→ **Work order**
Could you filter the material and copy every line where the word "TARGET" occurs?

→ **Supplied data**
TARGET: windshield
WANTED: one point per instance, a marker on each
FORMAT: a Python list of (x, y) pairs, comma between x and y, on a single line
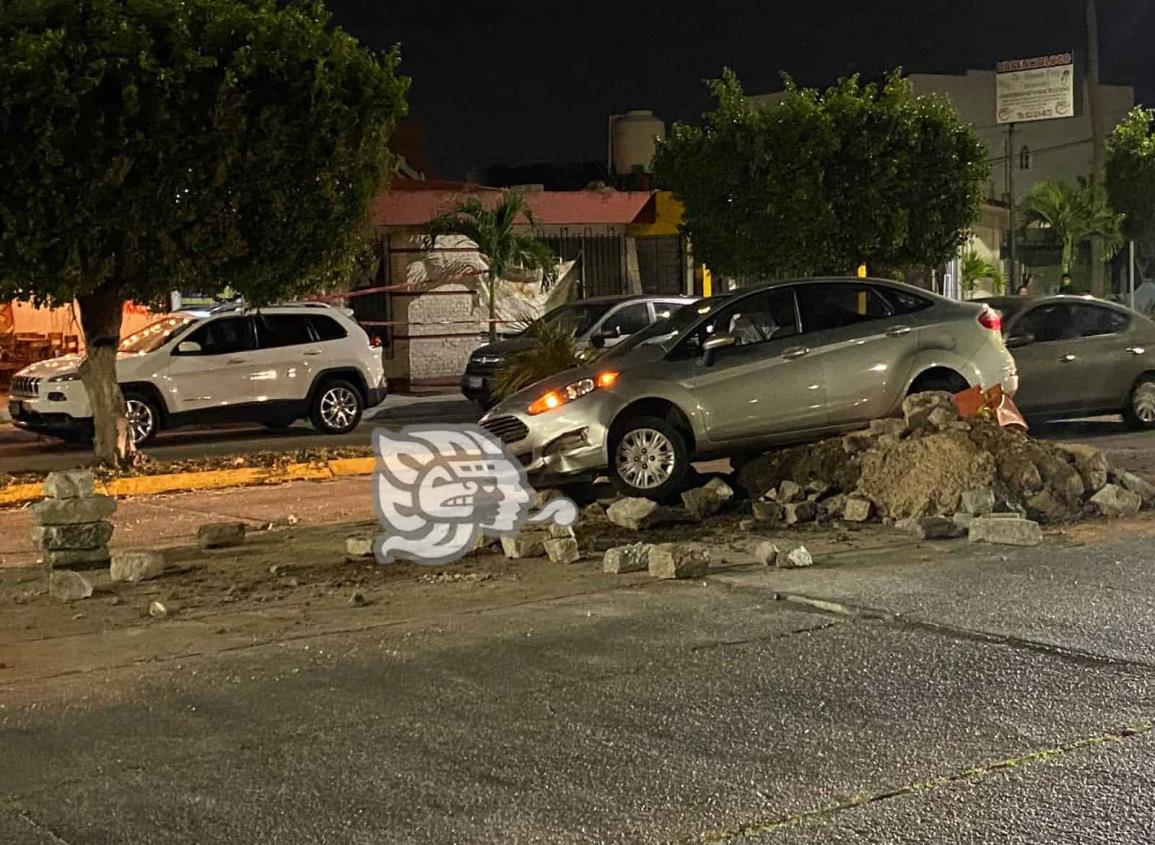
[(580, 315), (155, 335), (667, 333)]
--
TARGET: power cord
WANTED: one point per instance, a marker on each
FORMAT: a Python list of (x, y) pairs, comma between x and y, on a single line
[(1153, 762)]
--
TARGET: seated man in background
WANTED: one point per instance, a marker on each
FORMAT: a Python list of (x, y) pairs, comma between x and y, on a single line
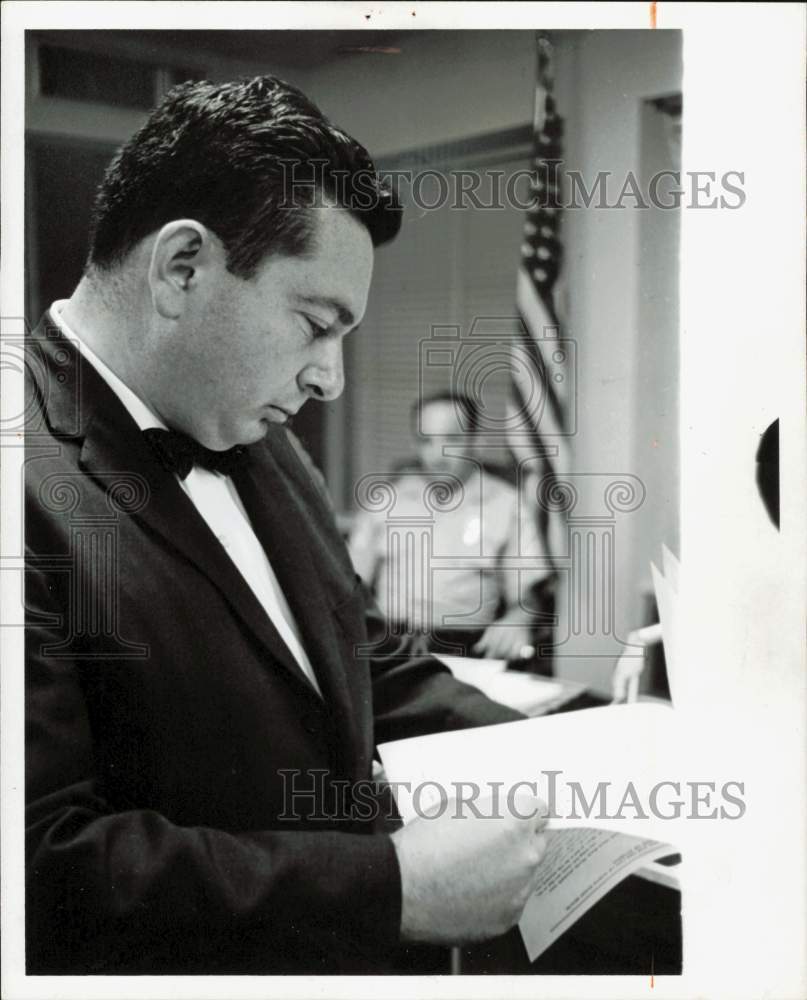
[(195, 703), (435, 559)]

→ **Answer section**
TARGET: windshield
TARGET: power cord
TARGET: seated man in background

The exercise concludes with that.